◆ Problèmes à résoudre
**1)** D'après le texte sur la cité Falguière, quels ateliers subsistent de la cité originelle ?
**2)** Traduisez en anglais cette phrase du texte sur la cité Falguière : « En 1877, Paul Gauguin s'installe à l'entrée de la cité où Bouillot l'initie au modelage et à la sculpture dans son atelier du numéro 4. »
**3)** Poursuivez le texte sur la cité Falguière après sa dernière phrase.

Paris : Cité Falguière, charme mélancolique et maigres vestiges d'une ancienne cité d'artistes - XVème



Quartier Volontaires-Necker, une impasse qui ne paie pas de mine, abâtardie qu'elle a été par les grands travaux d'urbanisme des années 60, cache une histoire artistique liée à la bohème de Montparnasse. La cité Falguière débute sans fanfare ni trompette au 72 rue Falguière. Quelques jolies maisons persistent, mais de facture récente, parmi les immeubles modernes. C'est au fond de l'impasse, que le flâneur trouvera les vestiges de la cité originelle, cité d'artistes dont il ne subsiste que les ateliers des numéros 9 et 11. Véritables rescapés, ils racontent la bohème des artistes de Montparnasse, entre la Ruche dont je vous parlais ici  et le chemin du Montparnasse que j'avais évoqué là Amadeo Modigliani, Chaïm Soutine, Léonard Foujita, Constantin Brancusi, Maurice Blonde, ils sont nombreux à avoir travaillé ici dans des ateliers souvent insalubres mais aux loyers très faibles. Revenons sur l'histoire captivante de la Cité Falguière.









Le 20 mars 1861, Jules-Ernest Bouillot patricien du sculpteur Alexandre Falguière à qui l'on doit notamment le monument Pasteur de la place de Breteuil réalisé en 1908, achète un terrain donnant sur la rue du Chemin des Fourneaux (notre actuelle rue Falguière). Il y établit un cul-de-sac, l'impasse Frémin, du nom de l'ancien propriétaire de cette parcelle, fermée sur la rue par une clôture en bois. Le manque de moyens et la guerre contre l'Autriche-Hongrie de 1870 à 1871 ralentissent ses projets mais dès la fin du Siège de Paris, au début de 1871, des travaux sont lancés.

Sur les ruines d'une ancienne briqueterie sont construits trente ateliers ensuite loué à des artistes désargentés, surtout des sculpteurs dont beaucoup sont les assistants de Falguière. Celui-ci habite "la villa rose" tout au bout de l'impasse au numéro 14, l'atelier le plus prestigieux. Le plus confortable également. Les ateliers aménagés déploient de vastes verrières. 

Des escaliers extérieurs donnant sur la courette commune les relient entre eux et quelques jardinets privatifs fleurissent. (Voir plus bas le plan de la cité en 1910, établi par Jacques Mauve, président en 1996 de l'association "Les amis de la cité Falguière"). En 1877, Paul Gauguin s'installe à l'entrée de la cité où Bouillot l'initie au modelage et à la sculpture dans son atelier du numéro 4.

Peu de temps après l'impasse prend le nom de cité des Fourneaux. Elle est accolée aux nouveaux locaux de l'Institut Pasteur inaugurés en 1888 dont la haute cheminée se retrouve sur les toiles de Soutine peintes vers 1915. En 1901, la rue du Chemin des Fourneaux devient rue Falguière et la cité est une nouvelle fois rebaptisé. Cité Falguière elle devient, cité Falguière elle demeure de nos jours.

◆ Données fournies

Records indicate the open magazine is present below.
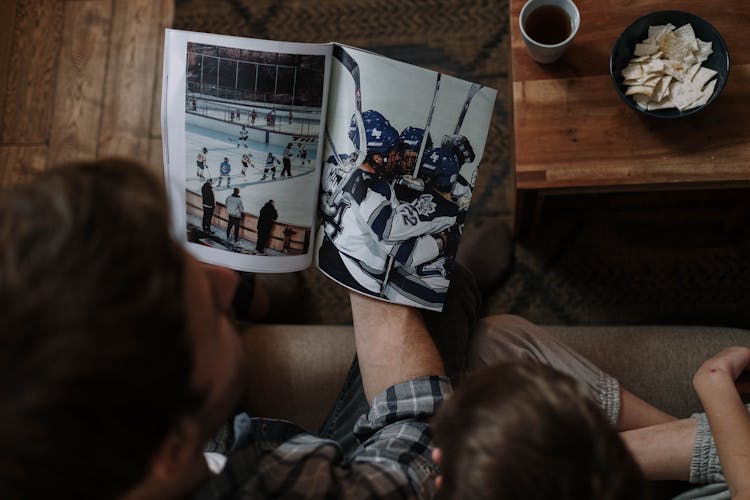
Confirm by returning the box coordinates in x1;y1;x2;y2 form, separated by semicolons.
162;30;496;310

◆ Réponses aux exercices
**1)** Seuls les ateliers des numéros 9 et 11.

**2)** In 1877, Paul Gauguin settled at the entrance to the complex, where Bouillot introduced him to modeling and sculpture in his studio at number 4.

**3)**
"Dans cet atelier habita le peintre Chaïm Soutine"



A la grande époque du Montparnasse des artistes, Modigliano et Soutine se rencontrent par hasard à la cité Falguière. Arrivé à Paris en 1907, Amadeo Modigliani trouve à se loger tantôt à la Ruche tantôt à la cité Falguière où dès 1909 il désire approfondir sa technique de la sculpture. De son côté, Soutine qui souhaitait s'engager dans les troupes françaises est réformé en 1914 pour des raisons de santé. Il s'installe à la cité Falguière en compagnie du sculpteur Oscar Miestchaninoff dont il partage l'atelier. Le peintre Jacques Lipchitz, leur voisin et ami, les présente l'un à l'autre.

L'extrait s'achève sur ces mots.